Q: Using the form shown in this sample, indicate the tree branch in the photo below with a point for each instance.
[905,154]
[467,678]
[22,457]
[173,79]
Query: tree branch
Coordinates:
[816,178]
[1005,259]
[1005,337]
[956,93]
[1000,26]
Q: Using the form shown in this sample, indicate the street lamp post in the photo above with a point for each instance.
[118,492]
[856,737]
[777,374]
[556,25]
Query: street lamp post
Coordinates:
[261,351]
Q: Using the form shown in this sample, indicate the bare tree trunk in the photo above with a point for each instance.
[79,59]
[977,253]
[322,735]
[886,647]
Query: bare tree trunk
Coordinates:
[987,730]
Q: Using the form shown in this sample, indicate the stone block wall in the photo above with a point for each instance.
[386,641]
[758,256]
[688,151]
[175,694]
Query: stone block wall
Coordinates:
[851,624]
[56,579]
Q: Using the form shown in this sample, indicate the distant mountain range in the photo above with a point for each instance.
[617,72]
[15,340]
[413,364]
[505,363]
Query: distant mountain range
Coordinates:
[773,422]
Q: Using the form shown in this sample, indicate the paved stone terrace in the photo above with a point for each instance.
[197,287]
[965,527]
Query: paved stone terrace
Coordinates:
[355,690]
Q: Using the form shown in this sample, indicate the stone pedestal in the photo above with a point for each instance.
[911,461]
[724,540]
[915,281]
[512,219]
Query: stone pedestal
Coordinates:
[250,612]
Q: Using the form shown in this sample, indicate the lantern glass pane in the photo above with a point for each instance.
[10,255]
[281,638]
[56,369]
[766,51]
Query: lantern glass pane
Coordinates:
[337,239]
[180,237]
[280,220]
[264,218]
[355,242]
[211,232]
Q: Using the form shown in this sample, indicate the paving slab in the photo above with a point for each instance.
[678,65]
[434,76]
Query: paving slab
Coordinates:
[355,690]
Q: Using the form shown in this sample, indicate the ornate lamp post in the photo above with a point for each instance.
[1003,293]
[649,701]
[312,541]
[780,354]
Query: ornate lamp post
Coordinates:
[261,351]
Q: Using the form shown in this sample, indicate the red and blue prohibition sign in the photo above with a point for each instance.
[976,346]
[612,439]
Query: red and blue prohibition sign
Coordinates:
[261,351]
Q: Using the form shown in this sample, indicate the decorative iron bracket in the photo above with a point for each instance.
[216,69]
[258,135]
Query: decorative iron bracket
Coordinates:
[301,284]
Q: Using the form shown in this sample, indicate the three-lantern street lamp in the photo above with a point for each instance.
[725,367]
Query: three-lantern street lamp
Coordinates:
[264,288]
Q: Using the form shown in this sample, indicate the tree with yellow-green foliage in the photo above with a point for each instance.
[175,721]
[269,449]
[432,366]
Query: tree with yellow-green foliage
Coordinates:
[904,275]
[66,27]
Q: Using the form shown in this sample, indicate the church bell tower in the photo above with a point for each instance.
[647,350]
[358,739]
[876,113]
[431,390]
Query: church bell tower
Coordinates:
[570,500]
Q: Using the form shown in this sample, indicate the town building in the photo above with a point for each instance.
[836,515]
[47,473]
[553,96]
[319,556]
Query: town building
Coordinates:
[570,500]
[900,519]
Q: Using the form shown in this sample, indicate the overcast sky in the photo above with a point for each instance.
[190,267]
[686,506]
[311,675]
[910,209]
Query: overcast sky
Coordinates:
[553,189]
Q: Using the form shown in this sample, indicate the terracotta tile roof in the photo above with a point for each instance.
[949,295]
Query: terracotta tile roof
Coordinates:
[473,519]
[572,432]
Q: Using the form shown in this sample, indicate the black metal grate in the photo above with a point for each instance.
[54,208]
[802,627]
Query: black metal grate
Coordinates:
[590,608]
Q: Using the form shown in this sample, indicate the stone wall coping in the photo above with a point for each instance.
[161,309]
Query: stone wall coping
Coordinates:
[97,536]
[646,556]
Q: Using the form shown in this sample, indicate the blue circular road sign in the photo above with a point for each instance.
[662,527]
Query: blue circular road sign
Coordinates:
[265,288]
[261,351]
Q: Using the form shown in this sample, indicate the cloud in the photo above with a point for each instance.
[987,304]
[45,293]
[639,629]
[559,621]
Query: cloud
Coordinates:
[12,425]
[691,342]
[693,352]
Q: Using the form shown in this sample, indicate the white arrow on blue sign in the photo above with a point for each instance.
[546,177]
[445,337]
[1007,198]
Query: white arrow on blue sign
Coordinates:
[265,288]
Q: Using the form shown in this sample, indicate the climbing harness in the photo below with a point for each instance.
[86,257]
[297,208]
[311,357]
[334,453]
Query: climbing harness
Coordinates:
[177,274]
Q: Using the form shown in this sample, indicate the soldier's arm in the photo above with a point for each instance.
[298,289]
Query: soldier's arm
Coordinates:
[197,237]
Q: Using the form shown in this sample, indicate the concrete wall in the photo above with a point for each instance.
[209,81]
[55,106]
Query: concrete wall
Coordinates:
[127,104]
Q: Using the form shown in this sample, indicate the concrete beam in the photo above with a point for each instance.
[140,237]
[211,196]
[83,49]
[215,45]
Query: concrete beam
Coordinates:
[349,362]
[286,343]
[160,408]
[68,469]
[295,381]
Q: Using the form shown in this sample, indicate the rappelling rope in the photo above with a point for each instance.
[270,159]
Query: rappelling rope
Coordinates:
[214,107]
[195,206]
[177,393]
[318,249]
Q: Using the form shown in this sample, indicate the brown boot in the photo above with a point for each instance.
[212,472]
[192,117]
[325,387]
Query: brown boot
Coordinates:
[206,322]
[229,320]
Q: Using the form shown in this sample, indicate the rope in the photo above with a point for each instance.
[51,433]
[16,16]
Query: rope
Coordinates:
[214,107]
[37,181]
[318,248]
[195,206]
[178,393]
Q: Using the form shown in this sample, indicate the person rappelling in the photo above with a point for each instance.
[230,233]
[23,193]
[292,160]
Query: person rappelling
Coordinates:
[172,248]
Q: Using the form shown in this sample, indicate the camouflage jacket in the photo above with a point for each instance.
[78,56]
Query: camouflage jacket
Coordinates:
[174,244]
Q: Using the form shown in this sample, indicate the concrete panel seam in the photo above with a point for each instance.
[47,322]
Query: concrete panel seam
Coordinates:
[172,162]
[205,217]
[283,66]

_Your task_
Rewrite every line, starting at the one containing "the concrete wall" and ending at the last line, with each coordinate given as an answer multiplied by 1.2 and rounded to a whole number, halves rounded up. Leave the sample points that come before each answer unchanged.

_In response_
Q: Using the form shown in this sample, indicate the concrete wall in the photo above with a point for each instance.
[209,81]
[55,106]
Query: concrete wall
Coordinates:
[152,125]
Q: Using the form shown in this sample, indicate the concrete beam in the photo above with a point for each instance.
[140,237]
[211,196]
[83,49]
[215,45]
Query: concrete beam
Coordinates:
[419,434]
[343,412]
[192,490]
[82,563]
[354,457]
Q: Using the form shown in this sample, indicate the rappelling rope in the photo above with a point for each instance.
[270,159]
Query: rappelling rope
Coordinates:
[257,128]
[234,247]
[212,472]
[382,299]
Q: Using the form shown in this sample, indicate the brown boot in the photo above with a point for each instance.
[212,472]
[192,117]
[325,387]
Query: brown boot
Coordinates:
[247,386]
[275,384]
Q: Using the form shown in this sample, indicate the rope in the photo above with a point for each instance.
[51,433]
[16,16]
Query: rope
Coordinates:
[257,128]
[44,217]
[382,298]
[234,247]
[214,472]
Q: Using the form shown in this sample, indicate the person rappelling in the photo above with a point for each instance.
[230,233]
[23,193]
[292,160]
Query: person rappelling
Coordinates:
[206,298]
Q: Using the form shown in this sample, indicate the camouflage jacket in the photo above with a point for each instance.
[78,56]
Query: camouflage jacket
Coordinates:
[209,293]
Q: Using the form shown in this sample, indicate the concrete panel seam in the photo above with a point for each instance.
[47,322]
Query: concrete panel seam
Coordinates:
[206,194]
[246,260]
[340,79]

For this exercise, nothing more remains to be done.